Your instructions -
Pick up the study summary below on arthrotomy versus arthroscopy for septic shoulders, and continue it from its last sentence.

Page extract -

* * * * *

Surgical Treatment of Septic Shoulders: A Comparison Between Arthrotomy and Arthroscopy


      To compare the efficacy, as measured through the rate of reoperation, and rates of other 30-day perioperative complications between arthrotomy and arthroscopy for the treatment of septic native shoulders in a national patient population.


      Patients who were diagnosed with septic arthritis in a native shoulder and underwent irrigation and debridement through arthrotomy or arthroscopy were identified in the 2005-2016 National Surgical Quality Improvement Program database. Patient preoperative characteristics were characterized. Rate of reoperation, a proxy used to measure treatment efficacy, and other perioperative complications were compared between the 2 procedures.


      In total, 100 patients undergoing shoulder arthrotomy and 155 patients undergoing shoulder arthroscopy for septic shoulder were identified. On univariate analysis, there were no statistically significant differences in patient preoperative characteristics, operative time (60 vs. 48 minutes, P = .290), length of stay (7.5 vs. 6.6 days, P = .267), or time to reoperation (8.9 vs. 7.2 days, P = .594) between the 2 surgical groups. On multivariate analysis controlling for patient characteristics, there were no statistically significant differences in risk of reoperation (relative risk [RR] = 1.914, 99% confidence interval [CI] = 0.730-5.016, P = .083), any adverse events (RR = 1.254, 99% CI = 0.860-1.831, P = .122), minor adverse events (RR = 1.304, 99% CI = 0.558-3.047, P = .421), serious adverse events (RR = 1.306, 99% CI = 0.842-2.025, P = .118), or readmission (RR = 0.999, 99% CI = 0.441-2.261, P = .998) comparing arthrotomy with arthroscopy.

* * * * *

Photo-based referring expression items -
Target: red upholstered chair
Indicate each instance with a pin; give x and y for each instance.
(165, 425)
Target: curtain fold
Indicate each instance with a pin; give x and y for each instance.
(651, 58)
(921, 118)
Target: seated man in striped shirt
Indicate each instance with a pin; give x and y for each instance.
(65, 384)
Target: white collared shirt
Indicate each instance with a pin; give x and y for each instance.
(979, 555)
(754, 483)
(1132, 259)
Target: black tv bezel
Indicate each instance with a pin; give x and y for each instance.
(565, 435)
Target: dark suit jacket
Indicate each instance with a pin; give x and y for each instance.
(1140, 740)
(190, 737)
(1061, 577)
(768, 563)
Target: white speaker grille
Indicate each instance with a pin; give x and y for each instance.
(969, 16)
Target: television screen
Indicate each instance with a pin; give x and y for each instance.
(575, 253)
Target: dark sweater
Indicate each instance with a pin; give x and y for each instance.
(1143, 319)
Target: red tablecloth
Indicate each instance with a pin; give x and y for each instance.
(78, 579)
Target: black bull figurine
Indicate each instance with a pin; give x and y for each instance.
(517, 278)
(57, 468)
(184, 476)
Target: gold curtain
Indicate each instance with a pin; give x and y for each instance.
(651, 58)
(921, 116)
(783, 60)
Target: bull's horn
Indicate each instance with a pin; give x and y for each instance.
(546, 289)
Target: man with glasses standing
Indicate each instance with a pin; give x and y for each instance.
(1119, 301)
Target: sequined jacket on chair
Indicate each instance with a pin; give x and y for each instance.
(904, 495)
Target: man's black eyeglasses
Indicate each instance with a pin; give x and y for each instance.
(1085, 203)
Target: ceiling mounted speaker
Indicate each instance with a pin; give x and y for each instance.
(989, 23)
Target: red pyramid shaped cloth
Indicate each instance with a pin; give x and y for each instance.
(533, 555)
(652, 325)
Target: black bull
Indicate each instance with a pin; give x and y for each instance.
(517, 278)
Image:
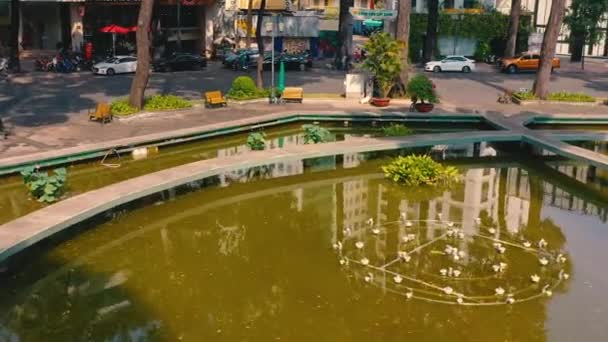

* * * * *

Final answer -
      By demonstrating similar rates of reoperation, other postoperative complications, and 30-day readmissions, the current study suggests that arthrotomy and arthroscopic surgery have similar efficacy in treating septic shoulders. However, owing to the small sample size, there is still the possibility of a type II error.

      Level of Evidence

      Level III, therapeutic retrospective comparative study.